(Records drawn from a dataset)
- - -
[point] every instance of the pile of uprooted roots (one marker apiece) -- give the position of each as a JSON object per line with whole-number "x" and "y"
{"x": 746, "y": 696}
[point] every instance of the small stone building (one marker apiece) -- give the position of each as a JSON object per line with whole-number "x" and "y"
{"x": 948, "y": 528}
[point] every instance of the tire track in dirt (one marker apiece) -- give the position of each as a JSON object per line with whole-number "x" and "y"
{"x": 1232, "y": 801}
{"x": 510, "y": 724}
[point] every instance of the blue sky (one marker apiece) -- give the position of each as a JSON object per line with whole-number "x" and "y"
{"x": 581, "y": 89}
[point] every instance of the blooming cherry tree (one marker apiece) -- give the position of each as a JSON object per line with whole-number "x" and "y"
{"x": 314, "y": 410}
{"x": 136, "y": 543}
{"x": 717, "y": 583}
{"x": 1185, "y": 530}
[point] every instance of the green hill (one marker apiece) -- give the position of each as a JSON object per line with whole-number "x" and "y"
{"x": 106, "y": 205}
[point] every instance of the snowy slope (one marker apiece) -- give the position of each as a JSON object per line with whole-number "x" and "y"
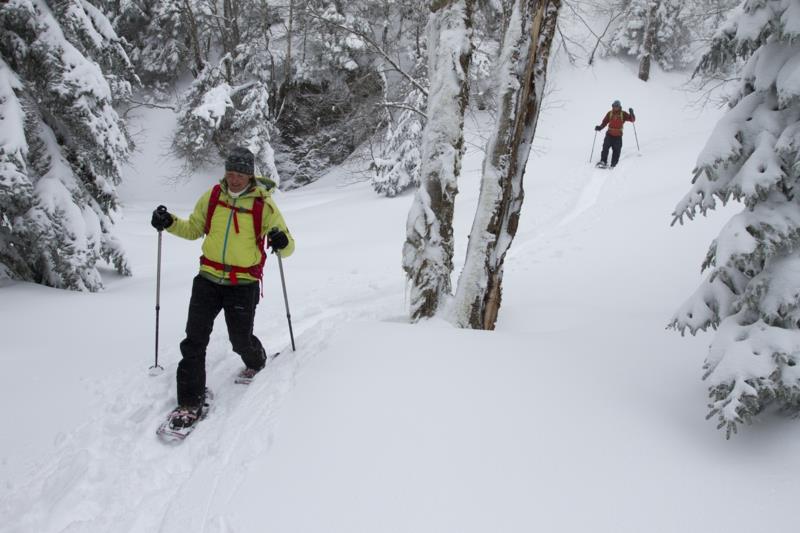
- - -
REQUIRED WORK: The result should be a word-for-word restatement of all the data, without images.

ANSWER BELOW:
[point] every instance of the pile of uprooted roots (one marker apiece) -- give the position of each as a JSON object per line with whole-number "x" and "y"
{"x": 746, "y": 696}
[point] every instance of the small stone building (one marker apiece) -- give the position of each as a JSON object per line with whole-number "x" and "y"
{"x": 948, "y": 528}
[point] every instance of the tire track in dirt (one marker apiece) -- give the position of each as a JSON object per line with whole-number "x" and "y"
{"x": 1232, "y": 801}
{"x": 510, "y": 724}
[point] every instance of the blue sky (one marker apiece) -- give the position of each as a JSON object per line with whole-number "x" and "y"
{"x": 581, "y": 89}
[point] every instance of the blooming cherry tree (one marker apiece) -- give the position of each as a JSON object per line with whole-number "x" and "y"
{"x": 314, "y": 410}
{"x": 136, "y": 543}
{"x": 717, "y": 583}
{"x": 1185, "y": 530}
[point] every instance of the green hill (one marker apiece) -- give the position of each as a JSON object per line with whole-number "x" and "y"
{"x": 106, "y": 205}
[point] every instance of the snowy slope (one marker apiece) -- give the position of each as a JSON object per line with whole-number "x" and "y"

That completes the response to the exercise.